WORK INSTRUCTION: In the abstract on lipopolysaccharide-induced ER stress in INS‑1 cells, what result leads the authors to conclude that autophagy may protect β‑cells? Answer in one to three sentences.

READING TEXT:
++++++++++++++++++++

Endoplasmic reticulum stress induced by lipopolysaccharide is involved in the association between inflammation and autophagy in INS‑1 cells.

Type 2 diabetes is a chronic inflammatory disease. Autophagy, the dynamic process of lysosomal degradation of damaged organelles and proteins, may protect β‑cells from destruction by inflammation in type 2 diabetes. The present study investigated the role of autophagy, inflammation and endoplasmic reticulum (ER) stress in type 2 diabetes. INS‑1 cells were incubated with lipopolysaccharide. The chemical chaperone 4‑phenylbutyric acid was used to inhibit ER stress, and 3‑methyadenine (3‑MA) was used to inhibit autophagy. Apoptosis was detected by flow cytometry and cell proliferation using Cell Counting kit‑8 solution. Light chain‑3B, interleukin (IL) 1β, caspase‑1 and C/EBP homologous protein production were assessed by western blotting, and rat activating transcription factor 4 and rat binding immunoglobulin heavy chain protein gene expression were determined by real‑time reverse transcription‑polymerase chain reaction. The results showed that inhibiting autophagy with 3‑MA unexpectedly contributed to cell death in β‑cells. This response was associated with an increase in inflammatory cytokines, including IL1β and caspase‑1. Inhibiting ER stress with 4‑phenylbutyric acid led to a decrease in cell apoptosis. These results showed that autophagy may have a protective effect by reducing inflammatory cytokines in β‑cells. In addition, the inositol‑requiring enzyme 1 pathway mediated the ER stress associated with autophagy and inflammatory cytokines (IL1β and caspase‑1). Therefore, inflammatory cytokines may be critical signalling nodes, which are associated with ER stress‑mediated β‑cell death.

++++++++++++++++++++

RECORDED DATA:
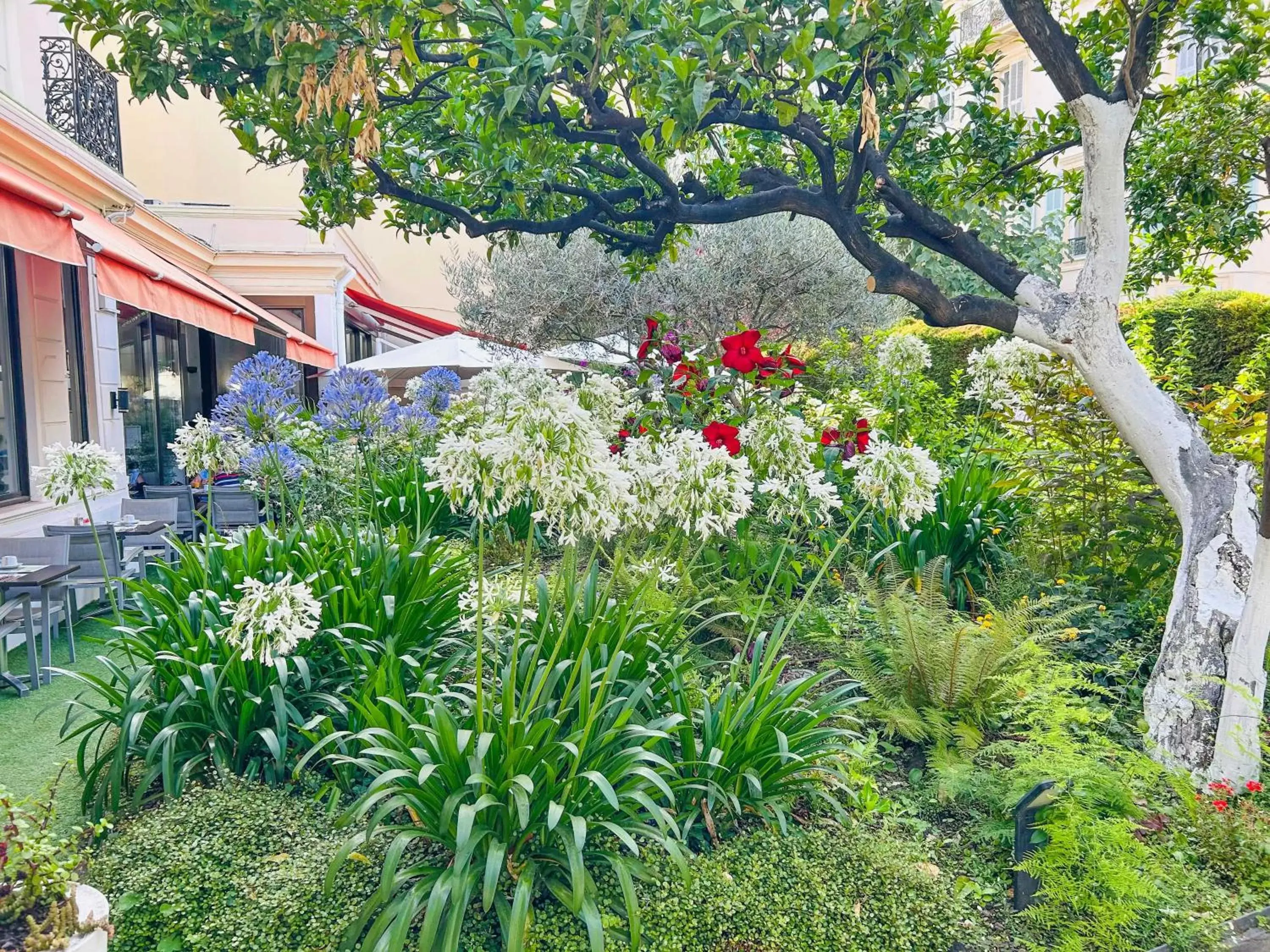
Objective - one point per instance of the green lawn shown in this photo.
(31, 752)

++++++++++++++++++++

RESPONSE TO THIS TASK: Inhibiting autophagy with 3‑MA contributed to β‑cell death, and this was associated with an increase in inflammatory cytokines, including IL1β and caspase‑1. The authors therefore conclude that autophagy may protect β‑cells by reducing inflammatory cytokines.